[Excerpts from a dataset]
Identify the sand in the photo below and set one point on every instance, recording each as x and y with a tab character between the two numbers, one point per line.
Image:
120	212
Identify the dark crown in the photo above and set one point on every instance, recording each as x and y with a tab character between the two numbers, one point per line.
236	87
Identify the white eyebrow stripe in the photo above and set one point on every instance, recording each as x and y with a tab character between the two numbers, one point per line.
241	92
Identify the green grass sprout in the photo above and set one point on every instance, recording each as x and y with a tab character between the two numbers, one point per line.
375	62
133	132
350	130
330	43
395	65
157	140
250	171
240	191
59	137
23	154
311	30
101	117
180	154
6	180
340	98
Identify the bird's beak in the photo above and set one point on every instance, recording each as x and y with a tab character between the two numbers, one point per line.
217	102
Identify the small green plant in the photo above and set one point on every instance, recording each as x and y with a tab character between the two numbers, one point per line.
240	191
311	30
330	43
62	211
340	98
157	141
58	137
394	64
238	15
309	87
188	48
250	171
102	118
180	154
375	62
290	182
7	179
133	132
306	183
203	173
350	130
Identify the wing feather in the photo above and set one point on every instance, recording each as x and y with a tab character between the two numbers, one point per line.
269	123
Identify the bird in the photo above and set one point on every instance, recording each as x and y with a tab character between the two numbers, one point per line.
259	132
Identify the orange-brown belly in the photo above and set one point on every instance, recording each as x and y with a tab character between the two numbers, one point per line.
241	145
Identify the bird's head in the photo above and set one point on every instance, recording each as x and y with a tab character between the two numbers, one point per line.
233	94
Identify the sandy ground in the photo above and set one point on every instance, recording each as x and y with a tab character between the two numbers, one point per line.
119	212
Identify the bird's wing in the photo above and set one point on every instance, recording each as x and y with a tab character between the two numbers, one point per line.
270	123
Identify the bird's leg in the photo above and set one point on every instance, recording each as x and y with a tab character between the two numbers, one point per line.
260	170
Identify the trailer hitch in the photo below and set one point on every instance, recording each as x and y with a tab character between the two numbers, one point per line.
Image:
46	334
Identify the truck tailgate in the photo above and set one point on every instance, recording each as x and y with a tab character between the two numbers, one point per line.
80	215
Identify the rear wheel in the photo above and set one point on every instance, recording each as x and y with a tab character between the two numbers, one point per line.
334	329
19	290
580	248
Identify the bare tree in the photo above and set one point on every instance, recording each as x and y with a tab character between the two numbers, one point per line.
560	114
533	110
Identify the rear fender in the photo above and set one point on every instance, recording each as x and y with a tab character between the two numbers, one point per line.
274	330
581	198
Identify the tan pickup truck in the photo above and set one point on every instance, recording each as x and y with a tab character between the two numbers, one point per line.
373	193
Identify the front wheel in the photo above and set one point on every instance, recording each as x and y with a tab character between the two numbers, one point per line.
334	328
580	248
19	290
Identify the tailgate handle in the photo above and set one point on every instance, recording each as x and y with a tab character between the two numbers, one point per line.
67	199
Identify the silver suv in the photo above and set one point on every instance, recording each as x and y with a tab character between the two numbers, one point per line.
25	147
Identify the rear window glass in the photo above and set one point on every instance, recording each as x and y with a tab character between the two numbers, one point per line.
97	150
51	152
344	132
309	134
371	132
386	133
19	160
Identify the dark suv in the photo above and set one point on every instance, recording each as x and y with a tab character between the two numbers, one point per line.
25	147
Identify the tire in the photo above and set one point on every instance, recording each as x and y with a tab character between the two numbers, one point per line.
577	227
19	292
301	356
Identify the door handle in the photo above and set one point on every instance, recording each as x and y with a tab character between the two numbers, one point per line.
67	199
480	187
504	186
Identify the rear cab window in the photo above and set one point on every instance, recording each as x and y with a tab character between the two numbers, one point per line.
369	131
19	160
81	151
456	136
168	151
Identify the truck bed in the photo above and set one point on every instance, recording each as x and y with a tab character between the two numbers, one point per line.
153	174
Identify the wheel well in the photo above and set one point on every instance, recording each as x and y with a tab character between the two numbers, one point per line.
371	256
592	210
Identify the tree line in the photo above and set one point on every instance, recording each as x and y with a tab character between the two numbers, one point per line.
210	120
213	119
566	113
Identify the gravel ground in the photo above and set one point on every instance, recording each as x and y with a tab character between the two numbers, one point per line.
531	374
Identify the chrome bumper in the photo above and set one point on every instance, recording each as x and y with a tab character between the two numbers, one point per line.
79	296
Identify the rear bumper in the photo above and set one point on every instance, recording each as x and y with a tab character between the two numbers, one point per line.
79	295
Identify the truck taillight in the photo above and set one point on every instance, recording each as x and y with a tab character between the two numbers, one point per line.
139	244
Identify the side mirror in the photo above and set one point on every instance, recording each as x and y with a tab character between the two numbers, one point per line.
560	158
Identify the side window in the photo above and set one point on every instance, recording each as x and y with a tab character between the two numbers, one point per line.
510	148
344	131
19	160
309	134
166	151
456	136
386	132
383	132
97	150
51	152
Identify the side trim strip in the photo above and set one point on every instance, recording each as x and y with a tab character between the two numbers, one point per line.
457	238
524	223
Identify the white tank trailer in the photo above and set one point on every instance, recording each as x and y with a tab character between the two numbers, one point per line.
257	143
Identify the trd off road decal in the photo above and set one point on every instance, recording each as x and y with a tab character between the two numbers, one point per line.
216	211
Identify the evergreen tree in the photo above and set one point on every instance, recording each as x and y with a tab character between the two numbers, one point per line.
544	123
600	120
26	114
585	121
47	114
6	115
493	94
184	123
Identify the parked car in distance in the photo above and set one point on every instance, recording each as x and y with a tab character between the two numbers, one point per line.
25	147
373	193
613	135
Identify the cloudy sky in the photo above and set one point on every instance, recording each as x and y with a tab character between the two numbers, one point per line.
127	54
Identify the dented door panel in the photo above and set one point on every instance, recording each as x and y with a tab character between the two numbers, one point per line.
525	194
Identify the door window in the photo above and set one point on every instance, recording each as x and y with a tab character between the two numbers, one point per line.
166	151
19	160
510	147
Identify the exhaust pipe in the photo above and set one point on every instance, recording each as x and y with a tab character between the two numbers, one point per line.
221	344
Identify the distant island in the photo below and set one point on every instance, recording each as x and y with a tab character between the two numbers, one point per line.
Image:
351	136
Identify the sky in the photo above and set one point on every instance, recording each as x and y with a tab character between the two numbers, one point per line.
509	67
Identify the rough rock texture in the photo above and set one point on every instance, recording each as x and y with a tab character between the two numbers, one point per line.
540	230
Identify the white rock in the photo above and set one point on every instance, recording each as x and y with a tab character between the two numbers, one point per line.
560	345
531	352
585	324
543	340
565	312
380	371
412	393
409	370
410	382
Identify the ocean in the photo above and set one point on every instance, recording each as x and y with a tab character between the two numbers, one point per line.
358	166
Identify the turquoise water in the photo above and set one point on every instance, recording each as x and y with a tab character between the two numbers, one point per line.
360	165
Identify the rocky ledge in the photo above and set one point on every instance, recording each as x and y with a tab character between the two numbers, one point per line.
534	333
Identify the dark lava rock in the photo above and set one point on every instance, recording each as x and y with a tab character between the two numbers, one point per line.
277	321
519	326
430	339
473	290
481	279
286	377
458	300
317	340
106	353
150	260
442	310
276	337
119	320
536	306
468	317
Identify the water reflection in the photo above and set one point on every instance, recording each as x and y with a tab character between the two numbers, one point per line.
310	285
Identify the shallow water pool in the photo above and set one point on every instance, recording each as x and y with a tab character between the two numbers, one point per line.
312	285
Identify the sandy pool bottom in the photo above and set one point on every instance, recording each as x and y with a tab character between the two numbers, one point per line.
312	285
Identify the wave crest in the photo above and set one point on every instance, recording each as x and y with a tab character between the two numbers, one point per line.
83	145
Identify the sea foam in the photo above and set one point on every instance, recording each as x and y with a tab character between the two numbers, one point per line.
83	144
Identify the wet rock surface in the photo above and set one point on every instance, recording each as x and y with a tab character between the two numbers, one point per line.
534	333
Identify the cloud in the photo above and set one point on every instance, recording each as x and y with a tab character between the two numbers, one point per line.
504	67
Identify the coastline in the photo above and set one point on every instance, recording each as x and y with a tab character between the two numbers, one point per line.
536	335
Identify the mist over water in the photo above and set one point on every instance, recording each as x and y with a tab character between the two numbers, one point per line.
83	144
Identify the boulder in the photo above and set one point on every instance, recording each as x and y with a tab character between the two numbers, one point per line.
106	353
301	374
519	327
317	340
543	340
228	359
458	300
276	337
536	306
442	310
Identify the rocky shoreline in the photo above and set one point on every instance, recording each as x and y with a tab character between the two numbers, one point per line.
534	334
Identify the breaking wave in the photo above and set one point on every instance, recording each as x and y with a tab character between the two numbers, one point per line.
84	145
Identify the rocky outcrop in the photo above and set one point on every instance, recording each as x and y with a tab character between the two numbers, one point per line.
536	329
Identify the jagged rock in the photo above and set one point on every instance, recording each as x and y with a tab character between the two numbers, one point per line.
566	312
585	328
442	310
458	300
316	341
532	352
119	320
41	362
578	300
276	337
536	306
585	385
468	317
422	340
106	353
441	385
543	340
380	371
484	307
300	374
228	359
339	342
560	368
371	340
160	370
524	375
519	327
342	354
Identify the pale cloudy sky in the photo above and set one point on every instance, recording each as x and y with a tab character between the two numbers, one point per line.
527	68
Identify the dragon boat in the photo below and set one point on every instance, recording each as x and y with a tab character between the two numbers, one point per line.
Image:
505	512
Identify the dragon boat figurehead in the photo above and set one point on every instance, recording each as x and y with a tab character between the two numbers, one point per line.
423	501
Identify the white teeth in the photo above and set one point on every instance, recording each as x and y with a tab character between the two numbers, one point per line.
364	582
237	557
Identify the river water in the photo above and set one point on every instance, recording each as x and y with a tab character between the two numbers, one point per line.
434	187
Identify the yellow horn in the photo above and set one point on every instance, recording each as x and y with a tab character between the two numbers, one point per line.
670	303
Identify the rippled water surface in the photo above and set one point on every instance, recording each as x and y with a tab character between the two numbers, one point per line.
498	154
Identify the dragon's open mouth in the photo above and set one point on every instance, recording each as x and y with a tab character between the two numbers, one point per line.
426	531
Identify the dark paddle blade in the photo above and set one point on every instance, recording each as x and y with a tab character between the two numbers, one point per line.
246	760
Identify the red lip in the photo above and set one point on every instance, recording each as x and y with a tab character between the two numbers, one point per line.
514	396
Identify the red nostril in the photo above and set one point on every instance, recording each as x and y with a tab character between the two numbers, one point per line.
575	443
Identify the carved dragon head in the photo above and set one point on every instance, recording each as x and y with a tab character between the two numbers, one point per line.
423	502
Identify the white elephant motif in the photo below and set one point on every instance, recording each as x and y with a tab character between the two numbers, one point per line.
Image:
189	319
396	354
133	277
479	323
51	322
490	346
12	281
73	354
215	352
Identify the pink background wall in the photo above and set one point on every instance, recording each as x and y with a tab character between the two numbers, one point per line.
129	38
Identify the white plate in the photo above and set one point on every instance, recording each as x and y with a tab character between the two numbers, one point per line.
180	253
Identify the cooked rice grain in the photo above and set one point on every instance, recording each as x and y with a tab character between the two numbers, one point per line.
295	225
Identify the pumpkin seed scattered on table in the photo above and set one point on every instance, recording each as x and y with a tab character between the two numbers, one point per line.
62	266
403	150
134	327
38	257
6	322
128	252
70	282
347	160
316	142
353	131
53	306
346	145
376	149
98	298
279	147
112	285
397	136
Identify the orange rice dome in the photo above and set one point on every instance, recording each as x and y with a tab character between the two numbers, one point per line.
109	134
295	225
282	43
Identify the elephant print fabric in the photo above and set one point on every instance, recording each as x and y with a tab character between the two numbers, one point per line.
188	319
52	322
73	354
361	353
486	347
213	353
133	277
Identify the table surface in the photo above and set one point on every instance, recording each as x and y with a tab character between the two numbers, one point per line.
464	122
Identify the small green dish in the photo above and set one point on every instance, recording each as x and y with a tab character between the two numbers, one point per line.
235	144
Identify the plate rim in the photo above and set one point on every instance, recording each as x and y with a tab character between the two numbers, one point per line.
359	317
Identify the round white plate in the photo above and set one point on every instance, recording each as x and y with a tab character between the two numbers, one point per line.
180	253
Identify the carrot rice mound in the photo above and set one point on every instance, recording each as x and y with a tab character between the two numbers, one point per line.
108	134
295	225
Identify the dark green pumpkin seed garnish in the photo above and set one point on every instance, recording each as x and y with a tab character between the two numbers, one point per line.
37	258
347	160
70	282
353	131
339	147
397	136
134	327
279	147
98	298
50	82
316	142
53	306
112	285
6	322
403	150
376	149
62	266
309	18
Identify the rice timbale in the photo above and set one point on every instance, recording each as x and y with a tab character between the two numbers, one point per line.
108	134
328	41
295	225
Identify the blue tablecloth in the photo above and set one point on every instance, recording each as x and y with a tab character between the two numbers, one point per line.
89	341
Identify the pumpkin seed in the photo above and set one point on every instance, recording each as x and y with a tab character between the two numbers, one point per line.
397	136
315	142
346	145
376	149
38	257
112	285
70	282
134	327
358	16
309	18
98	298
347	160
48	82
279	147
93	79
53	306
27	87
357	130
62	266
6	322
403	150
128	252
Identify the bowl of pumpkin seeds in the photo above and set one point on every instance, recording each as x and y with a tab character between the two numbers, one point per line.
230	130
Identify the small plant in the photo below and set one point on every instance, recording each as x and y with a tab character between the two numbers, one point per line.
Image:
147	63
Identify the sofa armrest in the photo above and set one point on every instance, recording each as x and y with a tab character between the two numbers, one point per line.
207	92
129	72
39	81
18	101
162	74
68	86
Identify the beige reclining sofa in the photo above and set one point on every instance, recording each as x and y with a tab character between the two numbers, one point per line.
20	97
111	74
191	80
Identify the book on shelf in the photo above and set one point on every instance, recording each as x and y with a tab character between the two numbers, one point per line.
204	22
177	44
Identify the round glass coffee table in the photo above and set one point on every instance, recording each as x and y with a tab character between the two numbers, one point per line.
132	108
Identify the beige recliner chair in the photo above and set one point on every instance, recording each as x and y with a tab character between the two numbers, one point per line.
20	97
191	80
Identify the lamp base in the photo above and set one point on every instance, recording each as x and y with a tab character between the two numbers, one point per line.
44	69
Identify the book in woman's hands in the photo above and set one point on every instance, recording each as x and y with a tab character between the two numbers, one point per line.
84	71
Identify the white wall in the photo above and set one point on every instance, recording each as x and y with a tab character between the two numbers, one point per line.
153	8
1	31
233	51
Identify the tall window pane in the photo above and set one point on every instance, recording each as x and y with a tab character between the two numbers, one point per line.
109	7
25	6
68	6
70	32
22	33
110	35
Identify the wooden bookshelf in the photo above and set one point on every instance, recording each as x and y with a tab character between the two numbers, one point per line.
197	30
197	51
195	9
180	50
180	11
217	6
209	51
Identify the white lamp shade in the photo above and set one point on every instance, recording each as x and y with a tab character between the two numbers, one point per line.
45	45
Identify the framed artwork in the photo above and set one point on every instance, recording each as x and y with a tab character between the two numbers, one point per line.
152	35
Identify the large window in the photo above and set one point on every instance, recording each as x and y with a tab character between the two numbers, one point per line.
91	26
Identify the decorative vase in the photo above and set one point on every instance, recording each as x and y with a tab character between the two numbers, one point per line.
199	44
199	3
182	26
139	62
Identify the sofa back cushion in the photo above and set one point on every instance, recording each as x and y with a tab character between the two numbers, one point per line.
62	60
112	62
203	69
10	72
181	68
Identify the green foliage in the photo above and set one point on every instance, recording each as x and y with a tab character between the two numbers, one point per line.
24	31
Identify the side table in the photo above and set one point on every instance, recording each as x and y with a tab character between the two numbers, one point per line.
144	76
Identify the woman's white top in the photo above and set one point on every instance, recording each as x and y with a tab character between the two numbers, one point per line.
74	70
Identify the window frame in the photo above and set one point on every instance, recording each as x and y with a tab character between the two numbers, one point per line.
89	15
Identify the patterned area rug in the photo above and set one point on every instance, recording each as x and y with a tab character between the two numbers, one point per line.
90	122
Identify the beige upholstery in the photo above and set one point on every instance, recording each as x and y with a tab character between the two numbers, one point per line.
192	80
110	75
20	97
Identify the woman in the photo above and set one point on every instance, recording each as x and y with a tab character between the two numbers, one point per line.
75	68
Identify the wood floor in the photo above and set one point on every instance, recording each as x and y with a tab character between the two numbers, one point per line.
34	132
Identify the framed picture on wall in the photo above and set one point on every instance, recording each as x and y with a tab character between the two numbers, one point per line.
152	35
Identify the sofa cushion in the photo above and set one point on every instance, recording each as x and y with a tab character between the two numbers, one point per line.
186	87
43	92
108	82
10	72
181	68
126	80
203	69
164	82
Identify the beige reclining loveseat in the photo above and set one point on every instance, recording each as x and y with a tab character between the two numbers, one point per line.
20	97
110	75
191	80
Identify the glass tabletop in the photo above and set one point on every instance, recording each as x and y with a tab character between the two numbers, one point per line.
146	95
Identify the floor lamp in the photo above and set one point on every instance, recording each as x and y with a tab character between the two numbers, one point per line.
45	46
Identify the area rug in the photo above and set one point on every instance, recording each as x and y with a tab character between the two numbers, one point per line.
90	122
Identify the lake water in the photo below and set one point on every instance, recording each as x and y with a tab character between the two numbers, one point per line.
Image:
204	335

## Exercise instructions
Lines before the one containing "Identify the woman in" are to be left out; that line and every line after it through the end of the data should be copied exactly.

## Written solution
Identify the woman in the photo above and set one point on every instance, recording each as x and y with a tab character between the two numbers, one point per line.
75	68
Identify the wood floor in the photo above and set one point on every instance, recording each as x and y with a tab character between the two numbers, one point per line.
34	132
Identify the framed picture on wall in the photo above and set one point on every instance, recording each as x and y with a tab character between the two numbers, one point per line.
152	35
Identify the sofa cushion in the photo above and set one point on every instance, recording each as x and y with a tab character between the two numbers, one point per line.
186	87
43	92
108	82
10	72
181	68
126	80
203	69
164	82
Identify the beige reclining loveseat in the photo above and set one point on every instance, recording each as x and y with a tab character between the two numbers, one point per line.
20	97
110	75
191	80
Identify the glass tabletop in the photo above and set one point on every instance, recording each as x and y with a tab character between the two numbers, one point per line.
146	95
Identify the floor lamp in the photo above and set one point on every instance, recording each as x and y with a tab character between the two numbers, one point per line.
45	46
Identify the area rug in the photo above and set one point on every instance, recording each as x and y with a tab character between the two numbers, one point per line.
90	122
Identify the lake water in the photo below and set one point on every instance, recording each as x and y with a tab character between the two numbers, one point per line.
Image:
204	335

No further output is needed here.